• _Provided passage_:
• • • • •
One of the great injustices of the world is that stupidities of the parents get passed down and become the stupidities of the sons. It's as close to karma as we get on this planet--the sins of the fathers live on not in their next lives, but in their next of kin. Somehow, my mom's foibles mostly skipped me over--if they had, the Friday Random Ten would be suspiciously full of Dan Fogelberg, Bette Midler, Air Supply, and Art Garfunkel (but just his solo work).

My dad's dislikes, however, did live me for quite awhile--primarily in my visceral dislike for country music. My dad doesn't listen to music, but country music is the only genre he actively doesn't listen to.

Decades later, his example of why he hates country music still mystifies me. I can still hear him demonstrate how dumb it can be, singing off-key, with this fake twang so out of place in his Scottish-Norwegian frame.
"I fell yin to a bah-yurning ring of fee-yire. I fell down down down down down down down and the flames, they went a ha-yigher..."
He repeated that line over and over. And I was convinced. It stuck with me. Country music is not only irritating, it's stupid. And that song, oh, that "Ring of Fire," that was especially stupid.
• • • • •
• _Recorded data_:
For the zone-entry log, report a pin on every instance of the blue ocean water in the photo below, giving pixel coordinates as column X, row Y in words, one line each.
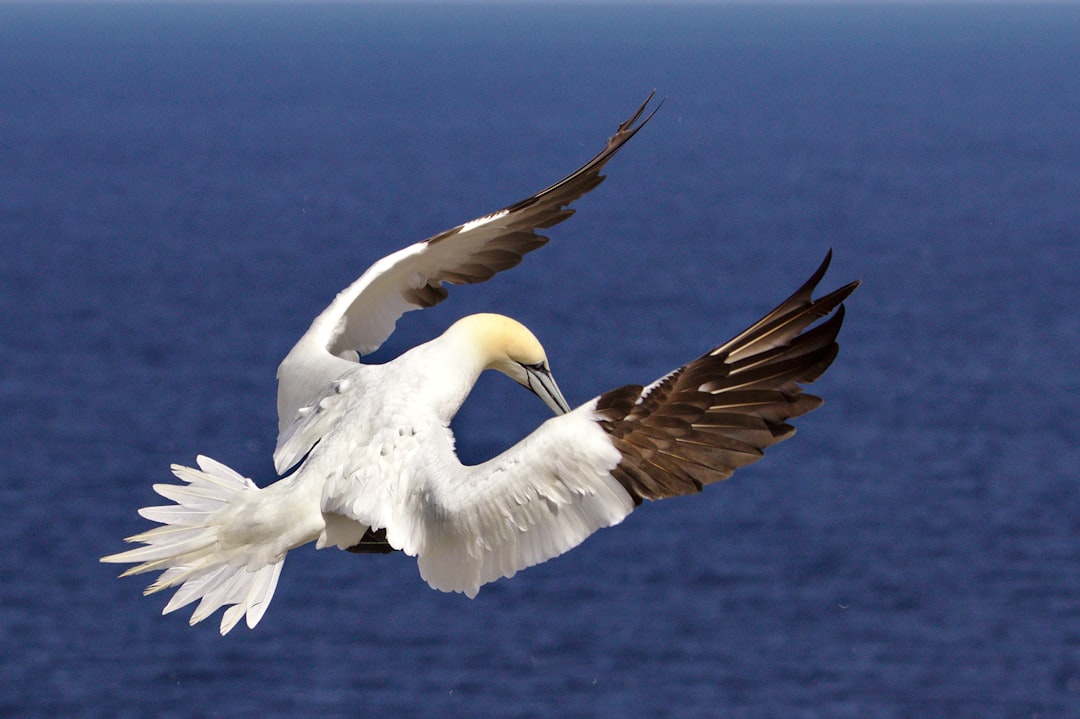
column 184, row 187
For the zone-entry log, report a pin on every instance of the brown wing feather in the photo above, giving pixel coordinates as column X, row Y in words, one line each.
column 720, row 411
column 517, row 222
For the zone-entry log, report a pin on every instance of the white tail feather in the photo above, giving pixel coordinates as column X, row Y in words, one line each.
column 189, row 547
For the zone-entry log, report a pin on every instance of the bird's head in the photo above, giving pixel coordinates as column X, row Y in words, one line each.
column 509, row 347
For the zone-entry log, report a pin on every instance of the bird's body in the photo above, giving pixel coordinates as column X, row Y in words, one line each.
column 372, row 452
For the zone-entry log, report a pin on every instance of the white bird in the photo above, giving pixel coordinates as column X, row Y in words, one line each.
column 377, row 465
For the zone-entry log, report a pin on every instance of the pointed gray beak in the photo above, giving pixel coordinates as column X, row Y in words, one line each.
column 543, row 384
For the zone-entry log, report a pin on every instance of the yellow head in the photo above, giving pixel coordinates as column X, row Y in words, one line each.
column 509, row 347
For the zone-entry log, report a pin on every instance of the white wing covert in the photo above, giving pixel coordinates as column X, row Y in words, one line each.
column 364, row 314
column 536, row 501
column 588, row 470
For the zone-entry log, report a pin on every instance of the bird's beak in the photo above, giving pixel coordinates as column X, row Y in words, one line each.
column 543, row 384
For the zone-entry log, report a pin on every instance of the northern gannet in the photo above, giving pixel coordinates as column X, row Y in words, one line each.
column 377, row 469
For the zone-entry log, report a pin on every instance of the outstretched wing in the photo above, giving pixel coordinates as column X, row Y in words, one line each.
column 589, row 469
column 364, row 314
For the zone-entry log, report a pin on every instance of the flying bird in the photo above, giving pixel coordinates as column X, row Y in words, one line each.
column 368, row 455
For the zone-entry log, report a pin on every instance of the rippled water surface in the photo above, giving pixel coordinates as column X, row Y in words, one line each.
column 183, row 188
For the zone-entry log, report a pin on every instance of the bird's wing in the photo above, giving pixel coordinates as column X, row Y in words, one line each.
column 589, row 469
column 364, row 314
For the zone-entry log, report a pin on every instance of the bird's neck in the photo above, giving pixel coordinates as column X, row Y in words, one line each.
column 447, row 368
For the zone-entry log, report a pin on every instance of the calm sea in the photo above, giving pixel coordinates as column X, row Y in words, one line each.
• • • • •
• _Task set_:
**a.** In the passage about country music, which song does the father single out as an example of how dumb the genre can be?
**b.** Continue the passage about country music from the point where it stops.
The entries are separate material and are unrelated to the text on country music.

• _Set of answers_:
**a.** "Ring of Fire."

**b.**
Except it's not. It really isn't. June Carter wasn't the greatest lyricist, but even the original recording of the song by her sister Anita conveys pain and unease in a way atypical to music, much less country music. Johnny Cash's version from a year later really cements its place in music history, with the mariachi horn section and Cash's vocals.

Sarah Vowell, in the course of calling the relationship between Johnny Cash and June Carter "The Greatest American Love Story of the 20th Century" on an episode of This American Life*, describes how deeply disturbing a song "Ring of Fire" truly is: a song, written by a married woman about a married man, then sung by that same married man on stage, all about how their love is burning them up--not in a Frankie Lymon & the Teenagers sort of way, but in a flames-of-hell sort of way.

These were deeply religious people, who believed adultery was a mortal sin. And yet they fell in love in such a deep and real fashion that they were willing to risk an eternity in hell to be with each other. That's love. Vowell compares it to Huck Finn deciding not to turn in Jim, "All right, I'll go to hell!"--which, ironically, was the one book in my entire life my dad made me read, rather than just recommended.

I didn't like it at the time. I don't know why.

My dad loves me, but at times, I can really be a moron.


*Go about 50 minutes into the streaming broadcast--Sarah Vowell's bit is about ten minutes long, and she's always worth listening to.